(Records in a dataset)
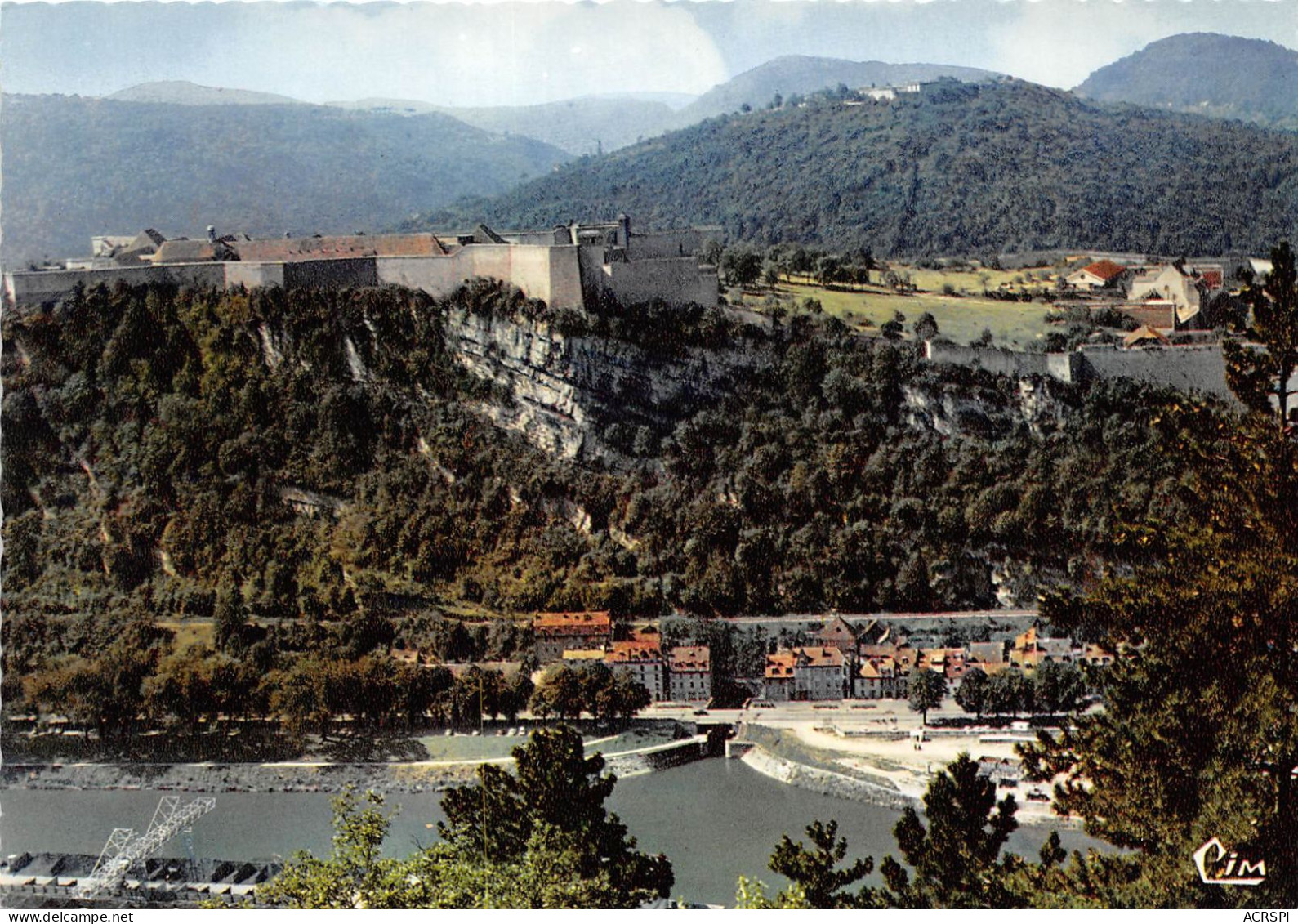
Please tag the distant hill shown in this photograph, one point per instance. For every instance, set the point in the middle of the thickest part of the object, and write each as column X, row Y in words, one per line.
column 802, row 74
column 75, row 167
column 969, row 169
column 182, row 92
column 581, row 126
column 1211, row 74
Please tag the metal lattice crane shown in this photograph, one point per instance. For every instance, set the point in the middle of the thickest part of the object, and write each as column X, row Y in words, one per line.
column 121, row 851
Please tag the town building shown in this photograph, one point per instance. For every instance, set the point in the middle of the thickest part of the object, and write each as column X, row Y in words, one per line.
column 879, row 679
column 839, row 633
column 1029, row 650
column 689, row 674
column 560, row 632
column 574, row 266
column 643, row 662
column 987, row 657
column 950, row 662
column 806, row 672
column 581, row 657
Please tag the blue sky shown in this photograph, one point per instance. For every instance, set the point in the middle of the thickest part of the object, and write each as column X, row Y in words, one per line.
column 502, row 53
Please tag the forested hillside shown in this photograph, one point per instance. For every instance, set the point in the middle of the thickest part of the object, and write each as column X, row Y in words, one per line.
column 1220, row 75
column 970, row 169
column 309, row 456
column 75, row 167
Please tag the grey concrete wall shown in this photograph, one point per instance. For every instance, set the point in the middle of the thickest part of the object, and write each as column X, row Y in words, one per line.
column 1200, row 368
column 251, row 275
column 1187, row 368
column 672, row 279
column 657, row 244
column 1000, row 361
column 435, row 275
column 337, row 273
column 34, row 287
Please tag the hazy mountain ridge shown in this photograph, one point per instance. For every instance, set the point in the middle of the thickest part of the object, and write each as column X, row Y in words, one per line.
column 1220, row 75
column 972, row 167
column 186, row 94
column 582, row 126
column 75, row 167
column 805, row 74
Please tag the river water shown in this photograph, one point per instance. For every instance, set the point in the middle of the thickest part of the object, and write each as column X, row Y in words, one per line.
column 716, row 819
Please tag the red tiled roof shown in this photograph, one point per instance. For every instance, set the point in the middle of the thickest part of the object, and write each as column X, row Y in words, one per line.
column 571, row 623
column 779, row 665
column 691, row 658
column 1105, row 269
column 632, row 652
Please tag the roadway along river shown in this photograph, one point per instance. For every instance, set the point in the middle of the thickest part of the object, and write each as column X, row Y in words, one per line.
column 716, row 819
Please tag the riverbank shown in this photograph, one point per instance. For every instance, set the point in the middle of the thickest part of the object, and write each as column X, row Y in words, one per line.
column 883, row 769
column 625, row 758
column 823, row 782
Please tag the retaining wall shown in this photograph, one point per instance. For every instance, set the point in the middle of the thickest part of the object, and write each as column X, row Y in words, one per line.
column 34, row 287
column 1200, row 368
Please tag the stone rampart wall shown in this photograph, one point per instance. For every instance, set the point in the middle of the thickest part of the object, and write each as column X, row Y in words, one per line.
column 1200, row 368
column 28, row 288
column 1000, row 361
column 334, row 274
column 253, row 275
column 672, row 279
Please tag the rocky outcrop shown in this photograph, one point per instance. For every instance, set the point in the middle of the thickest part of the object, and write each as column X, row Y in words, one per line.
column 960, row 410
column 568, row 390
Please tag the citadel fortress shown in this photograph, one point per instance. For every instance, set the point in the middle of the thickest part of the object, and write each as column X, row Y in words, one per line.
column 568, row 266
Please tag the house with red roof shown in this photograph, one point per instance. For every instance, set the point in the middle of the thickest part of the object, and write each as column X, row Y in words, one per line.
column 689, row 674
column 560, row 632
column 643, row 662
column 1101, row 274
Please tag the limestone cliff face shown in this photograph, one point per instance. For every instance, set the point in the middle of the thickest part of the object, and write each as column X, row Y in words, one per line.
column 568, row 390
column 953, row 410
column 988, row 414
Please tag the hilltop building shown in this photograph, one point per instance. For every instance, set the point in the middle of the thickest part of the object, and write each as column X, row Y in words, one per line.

→ **Written problem**:
Can you turn the lines of the records above into a JSON list of strings, one string per line, with blank lines dropped? Begin at the line that contains "Please tag the forested" and stop after the line that contains "column 632, row 652", including both.

→ **Solution to the exercise**:
[
  "Please tag the forested hillside shown in this photograph, one point per instance. For every instance, set the point in the middle of the thickest part of the object, and write each as column X, row Y in words, one per line.",
  "column 1220, row 75",
  "column 970, row 169",
  "column 309, row 456",
  "column 75, row 167",
  "Please tag the grey concrete wall shown in this photograph, one point per instance. For every instance, set the point in the middle of the thickest part of the object, and write each as column X, row Y in words, one per line.",
  "column 1200, row 368",
  "column 251, row 275",
  "column 1187, row 368",
  "column 672, row 279",
  "column 657, row 244",
  "column 1000, row 361",
  "column 435, row 275",
  "column 337, row 273",
  "column 34, row 287",
  "Please tag the hazy mountain ridge shown in this photograph, one point per instance. For every instance, set the point in the middle of the thickest part of the object, and write each as column X, row Y in words, one per line.",
  "column 1220, row 75",
  "column 972, row 167",
  "column 186, row 94",
  "column 582, row 126",
  "column 75, row 167",
  "column 805, row 74",
  "Please tag the river water shown in this photograph, one point per instance. For every instance, set the point in the middle of the thickest part of the object, and write each as column X, row Y in words, one per line.",
  "column 716, row 819",
  "Please tag the red tiled roof shown in this photograph, one point per instance. For every instance, set the point in the middle of the thickest part of the object, and write each as column X, row Y in words, one per line.",
  "column 571, row 623",
  "column 779, row 665",
  "column 691, row 658",
  "column 1105, row 269",
  "column 632, row 652"
]